**Source text**
RE: HF21 (and 22) are done, how do you feel?
Yes, I am still against EIP. I was ambivalent about 50/50 and downvotes, so if you count those as successes, great. But the curve has made many users' steem experiences much less enjoyable. You try to rephrase the idea of votes being worth a smaller amount - that they're still worth the same number of rshares, just those rshares are worth a smaller amount when applied to a post with fewer rshares, but people's understanding is still correct. You can say that you don't mind that it makes "self-votes" worth less and note what you think is the corner case of comments being worth less... but in the end, it boils down to: I am encouraged to upvote content I don't care about because the author regularly receives rewards at least approaching the threshold, and I am consequently discouraged from upvoting not only comments, but also posts I love because the author has no track record of receiving rewards above $4. In fact, prior to HF21 (now 22, I guess), nearly all of my votes went to content from users who I liked engaging with but who did not receive much notice from others... not because their content was bad, but because they, too, belonged to communities that didn't interest whales. These communities draw lots of people in, many devoted to building communities organically. The fact that they drew the attention of no whales is not a sign that they did not bring value to the blockchain. Just that their content wasn't targeted to whales.
We talk about mass adoption? That's who the masses are. Even if trending is doing well and bidbots are going idle, wherever those freed up rewards are headed, it isn't into the accounts of the rank and file.
Also, I dunno. I feel hard pressed to NOT use a bot. I never have before, but now, seeing my rewards (from real people who read my blog) get cut in half, makes me want to rescue some of their value for them and to use a bot. I tried it a couple times. It made me feel yucky. But I feel like I have to. I don't expect to get noticed by a whale. It's not my goal. I love the curies I've gotten in the past, but engaging with my growing community, hosting joyful joke-telling contests, and sharing fast fiction are the things I love. I don't mind if I only get appreciation from the folks who appreciate me, but I don't like that it is the wrong thing for them to spend their VP on now. That pains me, too.
Do you understand what the curve has done? Do you understand how this makes it harder to engage with new users and good content? Do you understand how this motivates people to just follow the crowd rather than embrace one's own quirky preferences?
It is very hard to be a happy non-whale, non-abuser in this ecosystem. Were I an abuser, I'd be perfectly happy botting up to just below the trending threshold. The return is better than before because so much is so far below the curve.
I agree with that the curve is awful. What's the purpose? Why dividing stake across multiple accounts should be discouraged at all? Reducing rewards to authors that almost never gets above $3 per post organically is not worth whatever the purpose is.
It is though. Mathematically it is literally going to increase every other payout, including the small ones. If there is enough taken off of those big milking payouts (and the experience of the last few days suggests this is very possible) then it can more than make up for the effect of the curve on the rank and file, or at a minimum reduce that effect greatly.
Your attitude is defeatist.
Firstly, I hope you're right. It hasn't happened yet. But in the next week or so we should see the impact. But it hasn't happened yet.

**Problems to work on**
(a) In the HF21 thread, what did the writer try a couple of times that made them feel yucky?
(b) Reproduce the HF21 thread word for word, everything from "Also, I dunno." down to "pains me, too.".

**Stored rows**
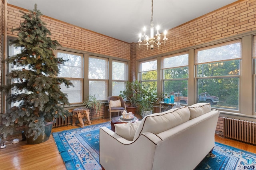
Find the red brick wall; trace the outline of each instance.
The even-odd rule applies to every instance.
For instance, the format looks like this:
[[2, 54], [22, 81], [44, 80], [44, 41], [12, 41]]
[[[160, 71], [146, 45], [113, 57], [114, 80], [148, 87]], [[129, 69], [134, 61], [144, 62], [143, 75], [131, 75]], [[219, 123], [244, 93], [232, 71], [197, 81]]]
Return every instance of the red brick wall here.
[[219, 133], [220, 132], [223, 132], [224, 127], [223, 126], [223, 117], [219, 117], [217, 123], [217, 126], [216, 127], [216, 132], [218, 133]]
[[[182, 49], [256, 30], [256, 1], [239, 1], [169, 30], [160, 50], [137, 44], [137, 59]], [[162, 38], [163, 37], [162, 37]]]
[[[0, 84], [2, 84], [2, 38], [4, 35], [4, 3], [3, 1], [1, 0], [0, 3]], [[2, 111], [2, 93], [0, 92], [0, 111]]]
[[[17, 35], [17, 33], [12, 32], [11, 30], [19, 27], [24, 20], [20, 18], [22, 14], [19, 12], [20, 9], [8, 4], [8, 35]], [[62, 47], [130, 59], [129, 43], [46, 16], [42, 16], [41, 19], [52, 33], [52, 39], [58, 41]]]

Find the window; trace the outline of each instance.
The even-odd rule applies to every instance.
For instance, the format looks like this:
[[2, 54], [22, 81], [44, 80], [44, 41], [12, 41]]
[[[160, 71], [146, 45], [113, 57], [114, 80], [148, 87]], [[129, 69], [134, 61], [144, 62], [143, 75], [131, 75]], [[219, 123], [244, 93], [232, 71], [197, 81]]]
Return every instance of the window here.
[[127, 81], [127, 63], [113, 61], [112, 63], [112, 95], [119, 96], [120, 91], [125, 90]]
[[241, 40], [196, 49], [198, 102], [238, 110], [241, 49]]
[[188, 104], [188, 54], [184, 52], [162, 58], [163, 92], [175, 96], [174, 101]]
[[253, 66], [254, 70], [253, 71], [253, 89], [254, 90], [254, 95], [253, 97], [254, 98], [254, 114], [256, 114], [256, 36], [253, 36], [253, 53], [252, 58], [253, 59]]
[[90, 56], [88, 71], [89, 95], [96, 95], [97, 99], [106, 100], [108, 88], [108, 59]]
[[68, 95], [70, 103], [83, 102], [84, 79], [83, 55], [63, 50], [57, 50], [57, 56], [68, 60], [64, 65], [61, 65], [58, 77], [71, 81], [74, 87], [67, 88], [60, 85], [61, 91]]
[[157, 81], [157, 60], [142, 62], [140, 63], [140, 79], [146, 89], [151, 88], [156, 91]]
[[[10, 43], [12, 43], [12, 40], [9, 40], [9, 44], [10, 44]], [[8, 56], [12, 56], [16, 55], [17, 55], [18, 54], [19, 54], [21, 52], [21, 50], [22, 50], [22, 48], [20, 47], [14, 47], [14, 46], [13, 45], [9, 45], [9, 48], [8, 48]], [[12, 70], [13, 70], [13, 67], [14, 66], [14, 64], [13, 63], [10, 63], [9, 64], [8, 67], [8, 72], [10, 72], [11, 71], [12, 71]], [[16, 65], [15, 66], [16, 67], [15, 67], [15, 69], [22, 69], [22, 68], [23, 68], [23, 67], [20, 67], [19, 68], [19, 67], [17, 67], [17, 66]], [[28, 68], [28, 66], [27, 66], [25, 68], [26, 69], [29, 69], [29, 68]], [[13, 79], [12, 78], [10, 79], [7, 79], [6, 80], [7, 81], [7, 82], [8, 83], [9, 81], [11, 81], [12, 82], [13, 82], [13, 83], [17, 83], [18, 81], [17, 79]], [[14, 89], [12, 89], [12, 91], [11, 92], [12, 94], [18, 94], [19, 93], [19, 92], [18, 92], [17, 91], [14, 90]], [[10, 107], [11, 107], [13, 106], [18, 106], [19, 105], [20, 103], [20, 102], [19, 103], [18, 103], [18, 102], [16, 102], [16, 103], [11, 103], [10, 105], [8, 105], [8, 106], [7, 106], [7, 108], [9, 108]]]

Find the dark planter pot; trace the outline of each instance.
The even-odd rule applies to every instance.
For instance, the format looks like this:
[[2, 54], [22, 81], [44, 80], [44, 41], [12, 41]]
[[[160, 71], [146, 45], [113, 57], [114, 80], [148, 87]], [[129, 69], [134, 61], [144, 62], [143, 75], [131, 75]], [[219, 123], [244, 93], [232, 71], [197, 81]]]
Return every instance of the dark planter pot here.
[[132, 113], [136, 113], [137, 106], [132, 107], [130, 105], [126, 106], [126, 111], [127, 113], [132, 112]]
[[37, 138], [35, 140], [33, 140], [33, 138], [34, 136], [28, 138], [28, 136], [26, 132], [26, 128], [24, 128], [24, 132], [26, 136], [26, 138], [27, 139], [27, 142], [29, 144], [38, 144], [39, 143], [42, 143], [47, 140], [49, 139], [51, 133], [52, 132], [52, 125], [53, 125], [53, 122], [48, 122], [45, 125], [45, 130], [44, 130], [44, 135], [43, 136], [41, 135], [38, 136]]
[[141, 117], [142, 119], [145, 116], [151, 115], [153, 113], [153, 111], [141, 111]]

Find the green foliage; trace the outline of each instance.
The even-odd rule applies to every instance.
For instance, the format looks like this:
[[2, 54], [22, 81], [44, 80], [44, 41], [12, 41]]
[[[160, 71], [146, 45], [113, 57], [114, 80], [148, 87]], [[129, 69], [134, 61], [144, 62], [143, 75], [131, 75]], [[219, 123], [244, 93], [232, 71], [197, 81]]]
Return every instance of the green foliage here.
[[28, 128], [27, 137], [34, 136], [35, 140], [44, 134], [47, 122], [70, 115], [64, 107], [69, 104], [66, 94], [60, 90], [60, 85], [67, 87], [73, 85], [57, 77], [60, 65], [66, 60], [55, 57], [53, 49], [60, 44], [48, 36], [50, 32], [41, 20], [42, 14], [36, 4], [29, 13], [21, 12], [24, 20], [13, 30], [18, 31], [18, 37], [12, 44], [21, 47], [21, 52], [6, 60], [7, 64], [13, 64], [12, 70], [7, 75], [12, 83], [0, 87], [8, 96], [7, 101], [14, 106], [1, 114], [0, 133], [6, 137], [17, 126], [25, 125]]
[[124, 99], [127, 98], [130, 100], [131, 106], [135, 107], [138, 105], [139, 101], [141, 99], [142, 91], [141, 84], [138, 80], [128, 81], [126, 85], [126, 89], [120, 91], [121, 94], [119, 96]]
[[142, 87], [141, 99], [139, 102], [140, 108], [143, 111], [150, 111], [153, 110], [153, 103], [157, 101], [157, 93], [154, 92], [155, 90], [152, 88], [146, 89]]
[[85, 107], [95, 109], [96, 113], [98, 113], [98, 111], [100, 111], [101, 109], [101, 101], [97, 99], [96, 94], [94, 94], [94, 96], [89, 96], [84, 102], [83, 104]]

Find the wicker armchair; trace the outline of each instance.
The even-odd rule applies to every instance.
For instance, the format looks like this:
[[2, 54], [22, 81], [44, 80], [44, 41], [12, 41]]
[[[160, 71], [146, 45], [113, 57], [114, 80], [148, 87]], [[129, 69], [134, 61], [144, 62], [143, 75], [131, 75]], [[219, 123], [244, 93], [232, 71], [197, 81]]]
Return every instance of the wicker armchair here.
[[[118, 101], [120, 100], [120, 101]], [[109, 96], [108, 97], [108, 102], [109, 109], [109, 119], [111, 121], [111, 113], [118, 112], [119, 116], [119, 112], [126, 111], [126, 106], [125, 105], [125, 101], [122, 97], [120, 96]], [[121, 113], [122, 114], [122, 113]]]

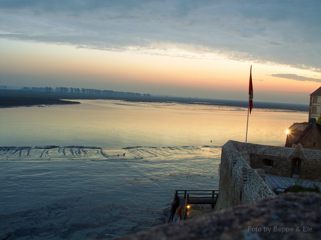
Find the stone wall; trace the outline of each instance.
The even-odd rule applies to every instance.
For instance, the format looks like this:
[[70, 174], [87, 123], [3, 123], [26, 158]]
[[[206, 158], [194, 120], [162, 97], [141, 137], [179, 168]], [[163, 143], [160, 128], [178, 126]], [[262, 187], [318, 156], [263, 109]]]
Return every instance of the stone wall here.
[[[245, 149], [244, 143], [232, 142], [238, 151]], [[321, 150], [303, 148], [300, 144], [295, 148], [252, 143], [248, 143], [246, 147], [250, 153], [249, 164], [253, 168], [264, 169], [267, 174], [287, 177], [299, 171], [301, 179], [321, 181]], [[293, 165], [298, 159], [300, 166], [296, 167]]]
[[[251, 168], [249, 155], [230, 141], [222, 148], [219, 193], [215, 210], [249, 203], [275, 194], [261, 176], [264, 170]], [[261, 176], [260, 176], [261, 175]]]
[[305, 148], [308, 148], [311, 149], [321, 149], [321, 135], [317, 128], [314, 127], [300, 143]]

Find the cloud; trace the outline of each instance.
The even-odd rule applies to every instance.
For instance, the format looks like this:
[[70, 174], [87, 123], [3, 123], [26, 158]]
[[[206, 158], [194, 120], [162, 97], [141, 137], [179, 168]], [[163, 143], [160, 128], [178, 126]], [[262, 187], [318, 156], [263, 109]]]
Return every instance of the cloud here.
[[321, 72], [320, 12], [318, 0], [7, 0], [0, 38]]
[[277, 73], [277, 74], [271, 74], [270, 76], [272, 77], [275, 77], [277, 78], [287, 78], [288, 79], [292, 79], [297, 81], [306, 81], [314, 82], [321, 82], [321, 79], [319, 78], [308, 78], [304, 77], [303, 76], [299, 76], [296, 74], [291, 73]]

**Per-task outputs**
(a) Using a bot.

(b)
Also, I dunno. I feel hard pressed to NOT use a bot. I never have before, but now, seeing my rewards (from real people who read my blog) get cut in half, makes me want to rescue some of their value for them and to use a bot. I tried it a couple times. It made me feel yucky. But I feel like I have to. I don't expect to get noticed by a whale. It's not my goal. I love the curies I've gotten in the past, but engaging with my growing community, hosting joyful joke-telling contests, and sharing fast fiction are the things I love. I don't mind if I only get appreciation from the folks who appreciate me, but I don't like that it is the wrong thing for them to spend their VP on now. That pains me, too.